(Extracted records)
— begin —

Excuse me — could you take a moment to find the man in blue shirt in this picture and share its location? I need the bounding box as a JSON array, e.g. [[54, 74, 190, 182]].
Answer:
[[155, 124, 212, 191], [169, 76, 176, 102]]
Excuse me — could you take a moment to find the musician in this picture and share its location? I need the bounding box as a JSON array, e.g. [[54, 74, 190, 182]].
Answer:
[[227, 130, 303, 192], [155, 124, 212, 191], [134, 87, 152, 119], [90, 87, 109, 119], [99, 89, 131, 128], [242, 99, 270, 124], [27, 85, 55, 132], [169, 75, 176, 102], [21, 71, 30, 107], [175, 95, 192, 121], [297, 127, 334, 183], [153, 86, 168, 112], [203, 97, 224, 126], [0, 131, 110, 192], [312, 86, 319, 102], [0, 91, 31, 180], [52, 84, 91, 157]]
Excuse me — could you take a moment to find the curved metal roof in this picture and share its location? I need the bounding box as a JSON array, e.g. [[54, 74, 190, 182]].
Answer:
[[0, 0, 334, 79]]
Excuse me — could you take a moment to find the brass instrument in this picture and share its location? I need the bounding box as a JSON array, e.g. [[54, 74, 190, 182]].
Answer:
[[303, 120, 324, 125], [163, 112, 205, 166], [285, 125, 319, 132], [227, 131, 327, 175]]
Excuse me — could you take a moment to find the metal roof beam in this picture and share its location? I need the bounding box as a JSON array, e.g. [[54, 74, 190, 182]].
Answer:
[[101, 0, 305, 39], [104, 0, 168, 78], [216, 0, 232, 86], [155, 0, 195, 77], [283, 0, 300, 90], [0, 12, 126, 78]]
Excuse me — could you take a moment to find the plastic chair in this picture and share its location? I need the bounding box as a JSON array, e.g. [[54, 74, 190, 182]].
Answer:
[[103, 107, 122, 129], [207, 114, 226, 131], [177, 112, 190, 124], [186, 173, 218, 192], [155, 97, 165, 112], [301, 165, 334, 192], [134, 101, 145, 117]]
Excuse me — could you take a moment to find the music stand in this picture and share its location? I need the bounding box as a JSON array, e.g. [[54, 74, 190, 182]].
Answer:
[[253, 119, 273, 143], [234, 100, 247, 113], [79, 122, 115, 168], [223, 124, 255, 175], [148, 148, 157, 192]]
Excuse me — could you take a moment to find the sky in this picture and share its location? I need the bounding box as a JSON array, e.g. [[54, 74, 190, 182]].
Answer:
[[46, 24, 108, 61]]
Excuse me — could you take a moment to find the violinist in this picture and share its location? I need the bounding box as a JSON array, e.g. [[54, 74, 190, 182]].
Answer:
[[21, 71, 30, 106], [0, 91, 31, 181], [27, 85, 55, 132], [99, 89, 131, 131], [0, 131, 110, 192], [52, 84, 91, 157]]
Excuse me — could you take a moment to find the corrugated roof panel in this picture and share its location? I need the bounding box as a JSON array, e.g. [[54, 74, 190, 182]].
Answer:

— end —

Convert the material above into a JSON list of strings with one string per line, leaving out blank lines.

[
  "Excuse me — could you take a moment to find the man in blue shirt in this picture and share its location? I need the bounding box as a JSON array, e.g. [[54, 74, 190, 182]].",
  "Answer:",
  "[[155, 124, 212, 191], [169, 76, 176, 102]]",
  "Excuse me — could you take a moment to find the musician in this picture and share its location? I need the bounding box as a JSON array, e.g. [[54, 74, 190, 182]].",
  "Answer:",
  "[[227, 130, 303, 192], [155, 124, 212, 191], [134, 87, 152, 119], [90, 87, 109, 119], [99, 89, 131, 128], [242, 99, 270, 124], [27, 85, 55, 132], [169, 75, 176, 102], [21, 71, 30, 107], [175, 95, 192, 121], [297, 127, 334, 183], [153, 86, 168, 112], [203, 97, 224, 126], [0, 131, 110, 192], [312, 86, 319, 102], [0, 91, 31, 180], [52, 84, 91, 157]]",
  "Excuse me — could you take a moment to find the curved metal roof in this picture and share its location? I need the bounding box as a JSON array, e.g. [[54, 74, 190, 182]].",
  "Answer:",
  "[[0, 0, 334, 79]]",
  "Excuse me — could you take a moment to find the brass instrument in this picture and share its location? I need the bounding box as a JSON array, e.g. [[54, 74, 190, 182]].",
  "Answer:",
  "[[303, 120, 324, 125], [163, 112, 205, 166], [285, 125, 319, 132], [227, 131, 327, 175]]",
  "Excuse me — could you take a moment to find the metal roof beam in this picture and share its location? I need the bounding box as a JSON array, e.g. [[54, 74, 190, 182]].",
  "Answer:",
  "[[101, 0, 305, 39], [104, 0, 168, 78], [216, 0, 232, 86], [155, 0, 195, 77], [283, 0, 300, 90], [0, 12, 126, 78]]",
  "Excuse me — could you take a moment to find the plastic chair in this picture and share its location? I need the bounding box as a JSON array, e.g. [[54, 74, 190, 182]].",
  "Answer:",
  "[[103, 107, 122, 129], [207, 114, 226, 131], [177, 112, 190, 124], [186, 173, 218, 192], [155, 97, 165, 112], [301, 165, 334, 192], [134, 101, 145, 117]]",
  "Excuse me — could you take a moment to find the music stand in this picture and share its location? I need the bounding box as a JSON array, e.g. [[54, 74, 190, 182]].",
  "Answer:",
  "[[253, 119, 273, 143], [234, 100, 247, 113], [79, 122, 115, 168], [223, 124, 255, 175], [148, 148, 157, 192]]",
  "Excuse me — could you take a moment to find the sky in this picture and share its location? I need the bounding box as a JSON array, e.g. [[54, 74, 190, 182]].",
  "Answer:",
  "[[46, 24, 108, 61]]",
  "Excuse me — could you take a moment to find the violinist in this picture and share its location? I need the bounding box as a JSON array, e.g. [[54, 74, 190, 182]].",
  "Answer:",
  "[[21, 71, 30, 106], [0, 91, 31, 181], [27, 85, 55, 132], [99, 89, 131, 131], [0, 131, 110, 192], [52, 84, 91, 157]]",
  "Excuse me — could you take a moment to find the corrugated roof panel in this picture and share its location? I need the bounding box as a JSON array, e.g. [[54, 74, 190, 182]].",
  "Answer:"
]